• **Extract to read**:
★ ★ ★ ★
The maximal result set can be generated by the following reasoning. First, in how many ways can patient 19054 satisfy the condition hasDyspnea OR hasTachycardia? From the data in the table, there are five ways to satisfy the hasDyspnea condition and six ways to satisfy the hasTachycardia condition, for a total of 5 + 6 = 11 ways. Then, for each of these ways, there are three ways for the patient to satisfy the condition hasFever. Thus there are a total of 3 * (5 + 6) = 3 * 11 = 33 ways for this patient to satisfy the condition hasFever AND (hasDyspnea OR hasTachycardia), which would result in the generation of 33 output documents under a maximal representation.

The minimal result set can be generated by the following reasoning. We have seen that there are 11 ways for this patient to satisfy the condition hasDyspnea OR hasTachycardia. Each of these must be paired with a hasFever, from the logical AND operator in the expression. By repeating each of the hasFever entries, we can “tile” the output and pair a hasFever with one of the 11 others. This procedure generates a result set containing only 11 entries instead of 33. It uses all of the output data, and it minimizes data redundancy.

In general, the cardinalities of the sets of NLPQL features connected by logical OR are added together to compute the number of possible results. For features connected by logical AND, the cardinalities are multiplied to get the total number of possiblilities under a maximal representation (this is the Cartesian product). Under a minimal representation, the cardinality of the result is equal to the maximum cardinality of the constitutent subsets.

So which output representation does ClarityNLP use?

ClarityNLP uses the minimal representation of the output data.

Here is what the result set looks like using a minimal representation. Each of the 11 elements contains a pair of documents, one with the feature hasFever and the other having either hasDyspnea or hasTachycardia, as required by the expression. We show only the last four hex digits of the ObjectID for clarity:

// expression: hasFever AND (hasDyspnea OR hasTachycardia)

('097b', 'hasFever'), ('30e1', 'hasDyspnea')
('0d45', 'hasFever'), ('30e2', 'hasDyspnea')
('0d46', 'hasFever'), ('30e3', 'hasDyspnea')
('097b', 'hasFever'), ('30e4', 'hasDyspnea')
('0d45', 'hasFever'), ('3efa', 'hasDyspnea')
('0d46', 'hasFever'), ('868c', 'hasTachycardia')
('097b', 'hasFever'), ('868d', 'hasTachycardia')
('0d45', 'hasFever'), ('8f19', 'hasTachycardia')
('0d46', 'hasFever'), ('92f6', 'hasTachycardia')
('097b', 'hasFever'), ('998c', 'hasTachycardia')
('0d45', 'hasFever'), ('998d', 'hasTachycardia')

Note that the three hasFever entries repeat three times, followed by another repeat of the first two entries to make a total of 11. Each of these is paired with one of the five hasDyspnea entries or one of the six hasTachycardia entries. No data for this patient has been lost, and the result is 11 documents in a flattened format satisfying the logic of the original expression.

Testing the Expression Evaluator

There is a comprehensive test program for the expression evaluator in the file nlp/data/access/expr_tester.py. The test program requires a running instance of MongoDB. We strongly recommend running Mongo on the same machine as the test program to minimize data transfer delays.
★ ★ ★ ★
• **Data for analysis**:
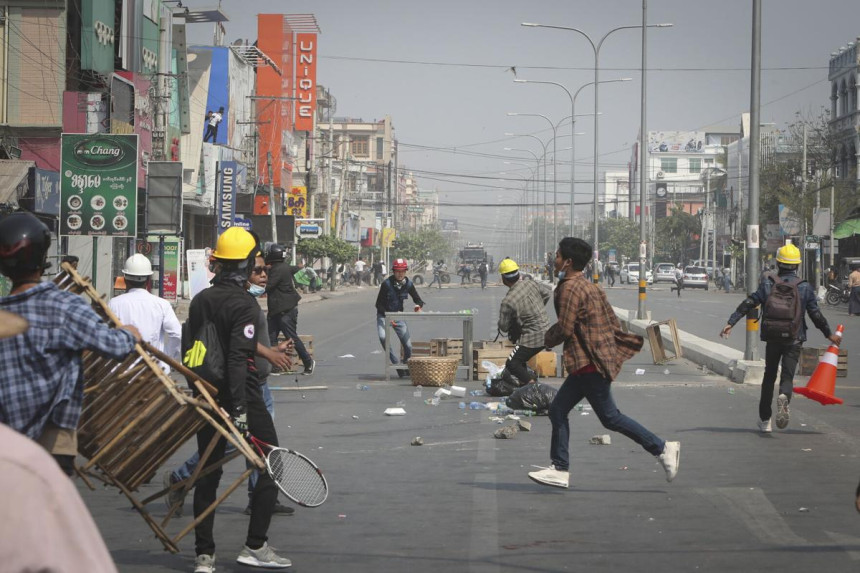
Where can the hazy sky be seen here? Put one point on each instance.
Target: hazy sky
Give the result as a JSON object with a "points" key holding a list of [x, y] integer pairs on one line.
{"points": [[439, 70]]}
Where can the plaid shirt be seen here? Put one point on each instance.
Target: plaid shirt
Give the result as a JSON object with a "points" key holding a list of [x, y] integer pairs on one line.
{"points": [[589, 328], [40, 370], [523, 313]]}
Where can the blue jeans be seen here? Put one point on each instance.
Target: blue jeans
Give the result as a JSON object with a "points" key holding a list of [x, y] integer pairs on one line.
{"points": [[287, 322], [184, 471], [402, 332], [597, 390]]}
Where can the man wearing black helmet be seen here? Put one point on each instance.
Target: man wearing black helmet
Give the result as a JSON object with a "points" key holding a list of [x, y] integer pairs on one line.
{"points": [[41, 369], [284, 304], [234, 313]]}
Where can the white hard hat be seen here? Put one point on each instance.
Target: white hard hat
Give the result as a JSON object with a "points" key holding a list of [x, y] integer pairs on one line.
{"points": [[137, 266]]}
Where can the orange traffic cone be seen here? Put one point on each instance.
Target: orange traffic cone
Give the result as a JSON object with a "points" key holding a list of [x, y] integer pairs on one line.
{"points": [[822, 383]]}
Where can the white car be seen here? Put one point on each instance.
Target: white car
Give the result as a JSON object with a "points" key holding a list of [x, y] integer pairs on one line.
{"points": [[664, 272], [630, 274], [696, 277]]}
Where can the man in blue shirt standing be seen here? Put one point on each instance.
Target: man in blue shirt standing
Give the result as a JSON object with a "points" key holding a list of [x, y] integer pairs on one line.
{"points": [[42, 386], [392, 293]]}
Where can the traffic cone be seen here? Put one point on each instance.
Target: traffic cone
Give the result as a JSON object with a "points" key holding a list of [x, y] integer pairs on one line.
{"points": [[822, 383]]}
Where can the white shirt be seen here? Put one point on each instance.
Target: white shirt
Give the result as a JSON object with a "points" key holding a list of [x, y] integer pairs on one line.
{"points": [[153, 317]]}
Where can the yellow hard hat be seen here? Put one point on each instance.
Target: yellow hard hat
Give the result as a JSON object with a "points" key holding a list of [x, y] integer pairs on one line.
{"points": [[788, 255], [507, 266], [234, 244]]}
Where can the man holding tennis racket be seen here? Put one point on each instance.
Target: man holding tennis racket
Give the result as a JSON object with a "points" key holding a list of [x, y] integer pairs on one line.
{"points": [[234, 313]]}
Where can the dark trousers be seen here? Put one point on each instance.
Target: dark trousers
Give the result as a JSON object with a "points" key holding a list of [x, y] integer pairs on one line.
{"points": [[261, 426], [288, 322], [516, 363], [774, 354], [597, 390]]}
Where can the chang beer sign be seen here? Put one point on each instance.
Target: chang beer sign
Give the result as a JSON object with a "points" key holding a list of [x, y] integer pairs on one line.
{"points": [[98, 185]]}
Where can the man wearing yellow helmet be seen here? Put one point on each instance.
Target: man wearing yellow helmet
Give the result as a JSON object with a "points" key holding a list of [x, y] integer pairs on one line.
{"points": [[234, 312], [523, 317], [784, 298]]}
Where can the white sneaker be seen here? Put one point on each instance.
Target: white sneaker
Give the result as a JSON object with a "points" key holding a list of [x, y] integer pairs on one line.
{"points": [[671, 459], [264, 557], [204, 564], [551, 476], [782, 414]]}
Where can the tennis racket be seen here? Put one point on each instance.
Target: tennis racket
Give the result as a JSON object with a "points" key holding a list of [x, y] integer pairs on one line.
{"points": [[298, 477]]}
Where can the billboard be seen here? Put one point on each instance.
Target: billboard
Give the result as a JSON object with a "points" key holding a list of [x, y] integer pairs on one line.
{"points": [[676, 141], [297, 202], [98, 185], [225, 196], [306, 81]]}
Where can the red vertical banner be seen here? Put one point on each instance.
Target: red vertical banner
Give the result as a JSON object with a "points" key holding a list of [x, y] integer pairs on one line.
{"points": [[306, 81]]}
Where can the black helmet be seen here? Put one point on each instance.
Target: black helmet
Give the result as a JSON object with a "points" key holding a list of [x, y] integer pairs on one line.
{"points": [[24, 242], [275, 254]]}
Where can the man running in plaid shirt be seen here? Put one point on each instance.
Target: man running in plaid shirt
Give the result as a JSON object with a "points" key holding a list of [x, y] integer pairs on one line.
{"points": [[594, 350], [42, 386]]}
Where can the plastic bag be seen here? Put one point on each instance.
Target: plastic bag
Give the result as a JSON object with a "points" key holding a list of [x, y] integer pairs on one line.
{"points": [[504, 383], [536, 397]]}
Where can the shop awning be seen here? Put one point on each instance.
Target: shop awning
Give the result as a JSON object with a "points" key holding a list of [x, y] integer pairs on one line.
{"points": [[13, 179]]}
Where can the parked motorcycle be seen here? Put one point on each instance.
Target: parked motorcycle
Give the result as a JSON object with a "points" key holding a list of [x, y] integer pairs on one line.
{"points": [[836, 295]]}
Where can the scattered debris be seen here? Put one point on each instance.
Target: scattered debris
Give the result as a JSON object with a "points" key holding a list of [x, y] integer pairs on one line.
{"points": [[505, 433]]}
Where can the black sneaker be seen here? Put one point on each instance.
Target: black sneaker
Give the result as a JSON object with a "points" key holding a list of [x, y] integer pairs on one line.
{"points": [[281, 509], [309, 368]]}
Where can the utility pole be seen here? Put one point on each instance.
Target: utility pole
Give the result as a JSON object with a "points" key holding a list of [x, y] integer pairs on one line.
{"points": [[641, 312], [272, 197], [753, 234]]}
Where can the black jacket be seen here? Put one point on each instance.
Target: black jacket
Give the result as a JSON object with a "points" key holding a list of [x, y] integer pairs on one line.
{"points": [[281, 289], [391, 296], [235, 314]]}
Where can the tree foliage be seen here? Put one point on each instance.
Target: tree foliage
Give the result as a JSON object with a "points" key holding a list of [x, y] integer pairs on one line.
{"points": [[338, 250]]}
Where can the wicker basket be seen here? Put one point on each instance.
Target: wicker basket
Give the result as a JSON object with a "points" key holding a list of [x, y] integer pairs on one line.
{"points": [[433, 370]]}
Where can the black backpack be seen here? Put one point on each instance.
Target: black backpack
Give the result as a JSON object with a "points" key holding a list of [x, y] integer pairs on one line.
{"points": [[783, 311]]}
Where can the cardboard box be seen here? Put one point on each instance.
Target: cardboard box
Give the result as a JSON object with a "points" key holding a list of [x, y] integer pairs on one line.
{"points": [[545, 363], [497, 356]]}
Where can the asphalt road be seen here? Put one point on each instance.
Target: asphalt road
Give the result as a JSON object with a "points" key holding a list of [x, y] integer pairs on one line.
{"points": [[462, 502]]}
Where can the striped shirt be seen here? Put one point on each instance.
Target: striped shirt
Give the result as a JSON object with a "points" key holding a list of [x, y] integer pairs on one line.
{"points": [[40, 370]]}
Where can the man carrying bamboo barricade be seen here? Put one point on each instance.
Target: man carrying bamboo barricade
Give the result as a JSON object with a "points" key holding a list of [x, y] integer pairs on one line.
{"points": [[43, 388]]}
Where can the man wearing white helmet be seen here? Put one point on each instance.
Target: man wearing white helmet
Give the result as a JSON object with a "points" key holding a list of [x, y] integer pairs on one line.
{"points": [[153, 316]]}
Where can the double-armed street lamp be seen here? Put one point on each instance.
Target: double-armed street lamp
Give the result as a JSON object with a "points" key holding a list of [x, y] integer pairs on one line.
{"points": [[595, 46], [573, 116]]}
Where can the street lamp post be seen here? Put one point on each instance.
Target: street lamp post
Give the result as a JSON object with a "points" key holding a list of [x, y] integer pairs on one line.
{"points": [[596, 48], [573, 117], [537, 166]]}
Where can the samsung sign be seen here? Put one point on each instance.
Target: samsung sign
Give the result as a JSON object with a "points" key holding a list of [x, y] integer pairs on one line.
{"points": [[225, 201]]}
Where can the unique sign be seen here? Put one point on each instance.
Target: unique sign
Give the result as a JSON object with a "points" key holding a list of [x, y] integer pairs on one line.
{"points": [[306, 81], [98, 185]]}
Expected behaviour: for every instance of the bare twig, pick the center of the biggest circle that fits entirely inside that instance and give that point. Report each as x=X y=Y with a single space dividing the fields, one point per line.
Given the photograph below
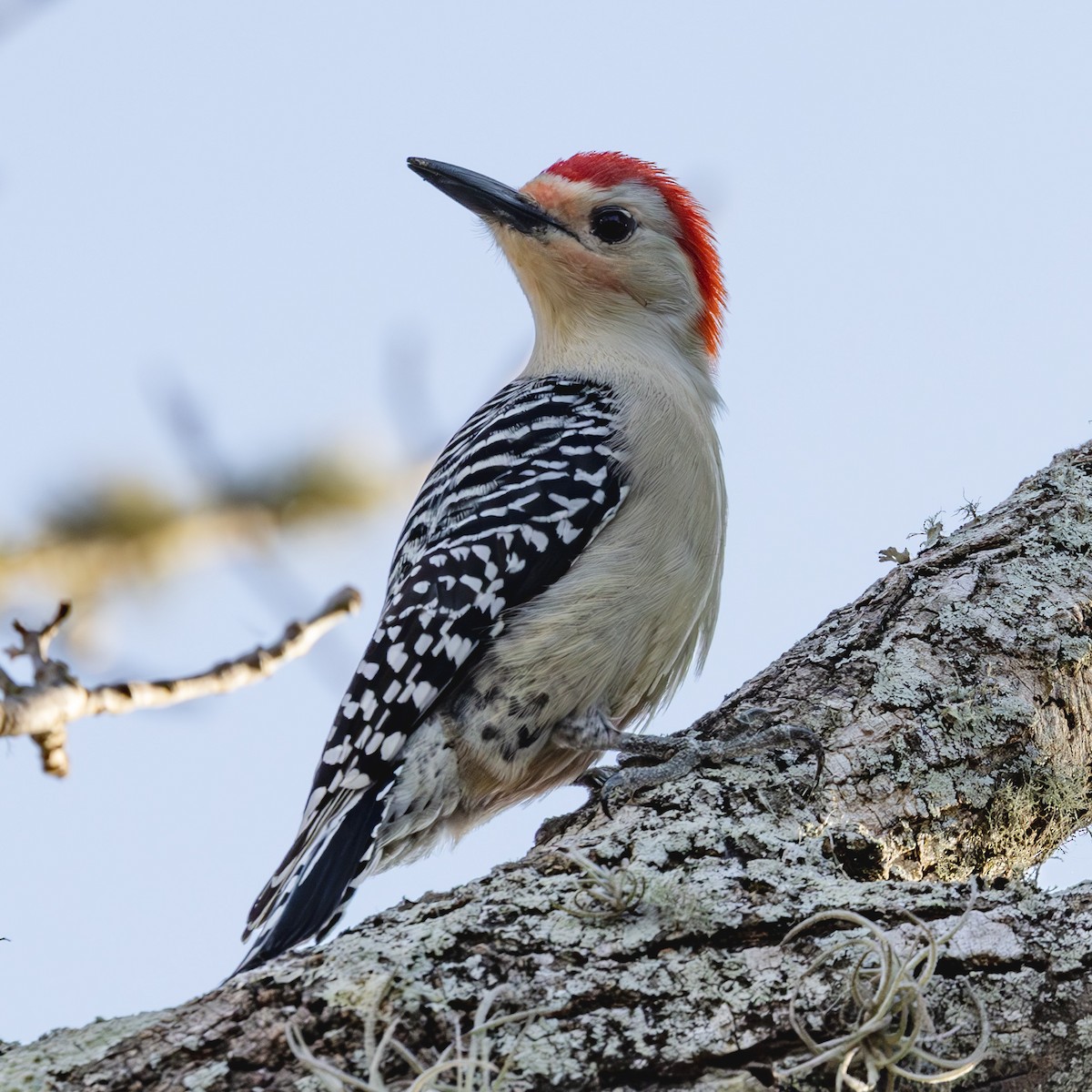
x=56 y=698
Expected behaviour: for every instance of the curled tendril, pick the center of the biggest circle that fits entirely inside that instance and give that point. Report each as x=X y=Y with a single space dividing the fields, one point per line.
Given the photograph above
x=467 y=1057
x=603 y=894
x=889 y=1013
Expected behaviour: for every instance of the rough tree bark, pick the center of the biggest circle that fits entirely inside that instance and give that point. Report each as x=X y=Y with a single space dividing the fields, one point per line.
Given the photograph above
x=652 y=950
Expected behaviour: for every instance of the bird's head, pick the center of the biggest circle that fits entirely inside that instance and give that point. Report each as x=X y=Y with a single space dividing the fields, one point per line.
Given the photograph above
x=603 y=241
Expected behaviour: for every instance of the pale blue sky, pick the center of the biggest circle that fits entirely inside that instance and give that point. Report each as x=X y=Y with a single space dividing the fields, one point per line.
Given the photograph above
★ ★ ★ ★
• **What you need to do**:
1: From the ClarityNLP text, list every four-hex-digit ObjectID suffix that appears paired with hasDyspnea in the minimal result set.
2: Rewrite as a short list the paragraph of the ClarityNLP text that begins "In general, the cardinalities of the sets".

• **Answers for each item**:
1: 30e1, 30e2, 30e3, 30e4, 3efa

2:
- Logical OR: add the cardinalities of the connected NLPQL feature sets to get the number of possible results.
- Logical AND, maximal representation: multiply the cardinalities (the Cartesian product).
- Logical AND, minimal representation: the result's cardinality equals the largest cardinality among the constituent subsets.